抜粋箇所 -
───
心の病 患者集まり支え合う 「だんだん」の会(青森・弘前市)

仲間と交流する大切さを語る(左から)古川さん、熊木さん、田中さん=8日、弘前市の障がい者生活支援センター「すみれ」

 精神疾患がある人たちが、同じ病気の仲間を支え、励まし合うピアサポーター団体が青森県弘前市で活動している。「少しずつ心を打ち明けられる。だんだん元気になる」との思いを込めて名付けられた「だんだん」の会だ。かつて生きづらさを感じ、自ら命を絶つことも考えたメンバーらが、ミーティングなどで体験を明かし、生きる大切さを語っている。

 同会は2018年、弘前保健所が主催した「精神障がい者ピアサポーター養成研修」に参加した患者らが中心となって19年に結成した。メンバーは、弘前愛成会病院、藤代健生病院(弘前市)などの医療機関に通院・入院する統合失調症、うつ病、不眠症などの精神疾患がある人約20人。
───
必須の作業 -
a) この記事の「精神疾患がある人たちが、同じ」から「体験を明かし、生きる大切さを語っている。」までを、そのまま書き写すこと。
b) この記事の内容を2文にまとめること。
保存済みの行はここでは使わない。

[保存済みの行]
───
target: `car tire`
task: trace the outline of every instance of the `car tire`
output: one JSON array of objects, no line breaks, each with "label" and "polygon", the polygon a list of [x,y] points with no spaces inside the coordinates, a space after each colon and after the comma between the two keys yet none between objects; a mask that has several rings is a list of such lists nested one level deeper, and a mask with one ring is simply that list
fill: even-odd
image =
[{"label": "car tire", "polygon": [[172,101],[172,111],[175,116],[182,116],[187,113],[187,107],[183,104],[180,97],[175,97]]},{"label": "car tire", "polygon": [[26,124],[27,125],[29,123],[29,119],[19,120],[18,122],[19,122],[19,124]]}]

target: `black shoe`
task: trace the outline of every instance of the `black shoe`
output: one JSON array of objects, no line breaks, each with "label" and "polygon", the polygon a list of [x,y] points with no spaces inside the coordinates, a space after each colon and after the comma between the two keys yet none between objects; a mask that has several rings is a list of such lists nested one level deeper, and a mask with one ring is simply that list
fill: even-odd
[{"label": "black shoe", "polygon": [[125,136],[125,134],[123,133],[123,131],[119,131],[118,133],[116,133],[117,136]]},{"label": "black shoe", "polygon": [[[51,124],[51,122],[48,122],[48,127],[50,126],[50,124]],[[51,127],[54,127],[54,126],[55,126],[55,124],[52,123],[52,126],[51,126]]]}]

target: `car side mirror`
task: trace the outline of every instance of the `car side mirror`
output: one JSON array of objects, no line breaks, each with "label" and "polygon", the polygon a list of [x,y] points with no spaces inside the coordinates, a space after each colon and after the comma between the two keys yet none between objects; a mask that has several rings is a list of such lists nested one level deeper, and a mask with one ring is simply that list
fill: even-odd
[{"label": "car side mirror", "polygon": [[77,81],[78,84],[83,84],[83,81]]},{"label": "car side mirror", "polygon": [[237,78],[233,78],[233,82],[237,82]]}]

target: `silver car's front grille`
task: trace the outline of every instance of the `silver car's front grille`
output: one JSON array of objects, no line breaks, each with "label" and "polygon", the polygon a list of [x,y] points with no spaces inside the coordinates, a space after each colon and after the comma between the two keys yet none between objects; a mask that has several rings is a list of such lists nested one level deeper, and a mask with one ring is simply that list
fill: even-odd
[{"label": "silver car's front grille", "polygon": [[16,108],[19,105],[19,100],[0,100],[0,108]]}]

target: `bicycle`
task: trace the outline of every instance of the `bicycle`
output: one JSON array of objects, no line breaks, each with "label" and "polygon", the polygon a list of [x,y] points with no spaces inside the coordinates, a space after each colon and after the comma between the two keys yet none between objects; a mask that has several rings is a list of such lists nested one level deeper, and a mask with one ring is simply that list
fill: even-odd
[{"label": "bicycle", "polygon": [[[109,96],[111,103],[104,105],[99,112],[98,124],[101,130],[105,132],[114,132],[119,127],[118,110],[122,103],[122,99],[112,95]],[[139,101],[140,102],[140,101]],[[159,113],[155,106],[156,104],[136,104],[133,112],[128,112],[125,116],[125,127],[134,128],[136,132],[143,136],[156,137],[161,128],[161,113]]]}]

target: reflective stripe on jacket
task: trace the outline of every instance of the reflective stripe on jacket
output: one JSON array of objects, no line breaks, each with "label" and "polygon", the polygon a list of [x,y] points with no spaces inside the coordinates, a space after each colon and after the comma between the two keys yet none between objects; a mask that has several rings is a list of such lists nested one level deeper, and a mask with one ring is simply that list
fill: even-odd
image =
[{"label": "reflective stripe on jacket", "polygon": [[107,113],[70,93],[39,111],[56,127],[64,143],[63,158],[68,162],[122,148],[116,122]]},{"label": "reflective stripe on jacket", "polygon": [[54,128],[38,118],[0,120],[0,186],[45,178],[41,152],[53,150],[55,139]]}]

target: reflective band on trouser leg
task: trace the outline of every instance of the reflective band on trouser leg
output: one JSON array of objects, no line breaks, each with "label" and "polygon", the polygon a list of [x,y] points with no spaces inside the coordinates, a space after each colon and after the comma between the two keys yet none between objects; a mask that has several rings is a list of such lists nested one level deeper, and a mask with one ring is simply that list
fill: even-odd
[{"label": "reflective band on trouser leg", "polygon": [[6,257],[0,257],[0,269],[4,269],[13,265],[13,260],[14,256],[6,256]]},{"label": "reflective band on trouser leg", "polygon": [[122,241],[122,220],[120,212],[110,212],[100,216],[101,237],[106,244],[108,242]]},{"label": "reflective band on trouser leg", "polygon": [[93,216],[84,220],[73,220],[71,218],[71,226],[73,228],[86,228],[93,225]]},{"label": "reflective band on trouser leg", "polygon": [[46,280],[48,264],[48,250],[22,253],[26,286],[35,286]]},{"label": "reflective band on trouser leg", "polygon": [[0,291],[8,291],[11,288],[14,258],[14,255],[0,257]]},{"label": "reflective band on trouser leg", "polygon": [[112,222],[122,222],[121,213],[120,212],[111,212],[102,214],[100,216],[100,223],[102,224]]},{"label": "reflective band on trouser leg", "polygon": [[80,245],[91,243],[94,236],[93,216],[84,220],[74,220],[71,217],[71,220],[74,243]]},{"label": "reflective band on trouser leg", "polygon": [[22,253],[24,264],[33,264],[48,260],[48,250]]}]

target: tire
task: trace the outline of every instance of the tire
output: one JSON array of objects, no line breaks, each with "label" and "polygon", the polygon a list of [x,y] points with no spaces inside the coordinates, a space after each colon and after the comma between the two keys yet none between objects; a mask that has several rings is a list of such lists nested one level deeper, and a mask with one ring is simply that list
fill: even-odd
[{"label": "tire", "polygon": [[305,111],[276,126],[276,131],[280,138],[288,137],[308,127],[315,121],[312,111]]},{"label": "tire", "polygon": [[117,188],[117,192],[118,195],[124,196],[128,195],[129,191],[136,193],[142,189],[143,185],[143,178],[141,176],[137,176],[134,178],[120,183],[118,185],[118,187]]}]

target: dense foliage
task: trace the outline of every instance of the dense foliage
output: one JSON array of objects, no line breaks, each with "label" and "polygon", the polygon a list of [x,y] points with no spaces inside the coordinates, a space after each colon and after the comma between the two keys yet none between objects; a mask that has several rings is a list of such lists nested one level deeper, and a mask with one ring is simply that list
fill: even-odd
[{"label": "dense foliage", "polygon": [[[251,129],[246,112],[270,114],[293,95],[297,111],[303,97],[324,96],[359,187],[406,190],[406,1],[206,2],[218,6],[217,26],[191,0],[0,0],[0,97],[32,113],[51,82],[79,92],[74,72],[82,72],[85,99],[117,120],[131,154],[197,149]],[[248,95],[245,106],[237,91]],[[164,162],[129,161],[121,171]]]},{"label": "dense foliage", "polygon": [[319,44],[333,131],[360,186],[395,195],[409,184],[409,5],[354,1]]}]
───
記述回答 -
a)
精神疾患がある人たちが、同じ病気の仲間を支え、励まし合うピアサポーター団体が青森県弘前市で活動している。「少しずつ心を打ち明けられる。だんだん元気になる」との思いを込めて名付けられた「だんだん」の会だ。かつて生きづらさを感じ、自ら命を絶つことも考えたメンバーらが、ミーティングなどで体験を明かし、生きる大切さを語っている。

b) 青森県弘前市では、精神疾患がある人たちが同じ病気の仲間を支え、励まし合うピアサポーター団体「だんだん」の会が活動しており、メンバーらはミーティングなどで体験を明かし、生きる大切さを語っている。同会は2018年に弘前保健所主催の研修に参加した患者らが中心となって19年に結成したもので、メンバーは統合失調症、うつ病、不眠症などの精神疾患がある約20人である。